#### [QUOTED TEXT]
******

I grew up in a small town called Wonderlake in Illinois. It was backwoods, with bikers and bible thumpers. It was secluded. In my small Catholic school I had a class of about 20 kids from the area. We had the same families, same religion, same education, and same life. All I knew was what was before me. The limited experiences were all I could draw opinions, views, or personality traits from. This was the foundation of who I am. What traits I have are lessons I learned. I learned about the bible. I learned that if I ask too many questions the adults around me would grow tired. I learned that if I made shadow puppets on the church pews during a sermon, my hands would quickly get swatted down. This was the foundation from which I built my opinions and worldviews.


However these constants were gone as I soon learned of my parent’s divorce. My mother, my sister, and I all moved to our grandfather’s home in Waukesha Wisconsin, and I attended my first day of 5th grade in a new public school, with a class of about 200 kids. I was lost in this new environment. But as I spoke to more people, developed new friends, and spoke with more diverse people, I became myself. I still had the haunting foundations of my Catholic school, but now I was a different person than I would have been. I’ve traveled, explored, learned, and I've developed into me.


Not only did I learn about the world around me, but I learned about myself. When I was a child I was taught nothing but a nuclear family dynamic; a mother, a father, and children. I was taught that men and women were a natural coupling, by obligation I perceived myself this way. The narrow worldview I had known had influenced me as a person. But as I was free to grow and experience new viewpoints, I learned that my identity shouldn’t be dictated by cultural norms. That I shouldn’t feel pressured into loving men. That I shouldn't feel sinful for loving a girl. These conclusions would have been impossible without a new life.

******

#### [PROBLEMS TO SOLVE]
- a) In the essay about growing up in Wonderlake, what let the writer move past the early teaching that men and women were a natural coupling? Explain in one to three sentences.
- b) In the essay about growing up in Wonderlake, about how many kids were in the writer's class at the new public school?
- c) Extend the essay about growing up in Wonderlake, picking up right after its final sentence.

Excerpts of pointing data
******

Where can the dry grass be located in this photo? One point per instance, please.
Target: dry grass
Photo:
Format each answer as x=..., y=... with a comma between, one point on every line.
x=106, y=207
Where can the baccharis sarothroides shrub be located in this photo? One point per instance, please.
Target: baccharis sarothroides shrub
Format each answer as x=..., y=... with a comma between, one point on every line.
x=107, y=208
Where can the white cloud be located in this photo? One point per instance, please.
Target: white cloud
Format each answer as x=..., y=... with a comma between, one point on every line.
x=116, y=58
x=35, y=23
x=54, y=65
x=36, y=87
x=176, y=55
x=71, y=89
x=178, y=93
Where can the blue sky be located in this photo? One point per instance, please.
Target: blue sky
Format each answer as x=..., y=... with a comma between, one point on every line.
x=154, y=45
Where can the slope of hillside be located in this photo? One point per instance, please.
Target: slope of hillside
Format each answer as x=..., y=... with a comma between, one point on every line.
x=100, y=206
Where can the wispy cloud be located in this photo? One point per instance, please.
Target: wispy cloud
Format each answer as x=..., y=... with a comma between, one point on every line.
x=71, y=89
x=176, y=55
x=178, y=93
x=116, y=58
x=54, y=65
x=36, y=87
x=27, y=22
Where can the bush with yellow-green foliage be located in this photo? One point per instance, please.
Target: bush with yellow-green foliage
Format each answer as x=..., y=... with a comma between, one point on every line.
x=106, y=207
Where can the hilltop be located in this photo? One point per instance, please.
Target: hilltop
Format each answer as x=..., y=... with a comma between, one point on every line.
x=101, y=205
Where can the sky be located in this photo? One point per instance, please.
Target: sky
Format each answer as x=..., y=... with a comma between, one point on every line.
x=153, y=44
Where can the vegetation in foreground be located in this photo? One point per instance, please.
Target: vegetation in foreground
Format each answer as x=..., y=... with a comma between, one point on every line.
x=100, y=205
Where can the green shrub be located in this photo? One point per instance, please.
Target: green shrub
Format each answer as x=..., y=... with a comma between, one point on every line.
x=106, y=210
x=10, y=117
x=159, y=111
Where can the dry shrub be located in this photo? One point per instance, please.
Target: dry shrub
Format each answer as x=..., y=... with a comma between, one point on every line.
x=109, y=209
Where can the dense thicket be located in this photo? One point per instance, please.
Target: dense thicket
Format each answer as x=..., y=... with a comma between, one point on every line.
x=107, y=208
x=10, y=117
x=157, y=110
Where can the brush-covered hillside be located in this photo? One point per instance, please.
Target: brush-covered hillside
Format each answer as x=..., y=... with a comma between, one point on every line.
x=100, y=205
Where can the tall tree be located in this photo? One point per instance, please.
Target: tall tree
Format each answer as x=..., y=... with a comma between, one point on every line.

******

#### [THE RESPONSES]
- a) Once the writer was free to grow and meet new viewpoints after moving, the writer learned that identity shouldn't be set by cultural norms. That freedom is what made those new conclusions possible, which the writer says would have been impossible without a new life.

- b) About 200 kids.

- c)
A few years ago I tried to rekindle with my childhood friends. I wanted to know what people they grew into in my absence. As I spent more time with them, there was a melancholic realization I had to face. They were very much the same people I remembered, but I was not. I was a new person. Although they had gotten older, the limitations had kept them in an ether. A disconnect between who I became, and what they had always been. I don’t pity them, but I did feel empathetic.


We had the same foundation, but there was a monument of differences. Their bricks were uniform, tailor made for their foundation. My bricks, the new experiences I’ve had, were different colors and shapes, and sizes. Some were good and strong, helping to build me up. Others were misplaced, resulting in parts to crumble. Two different monuments, two different identities. But we shared a foundation.


It’s short sighted of me to presume that I am a better person for what I’ve experienced. But I am a wiser person. When every brick is tailor made to fit, you never learn to build a stable wall. Every experience good or bad, I’ve learned, grown, expanded. The walls of my monument are inevitably going to crumble, but which ruins are more fascinating? When I die, far off from now, I want more mismatched bricks. I want more experiences to dissolve into my identity. I want to learn and read and observe and taste the new in this world. And when nothing is left of me but the broken stones and bricks that were the monolith of my character, I hope nothing matches.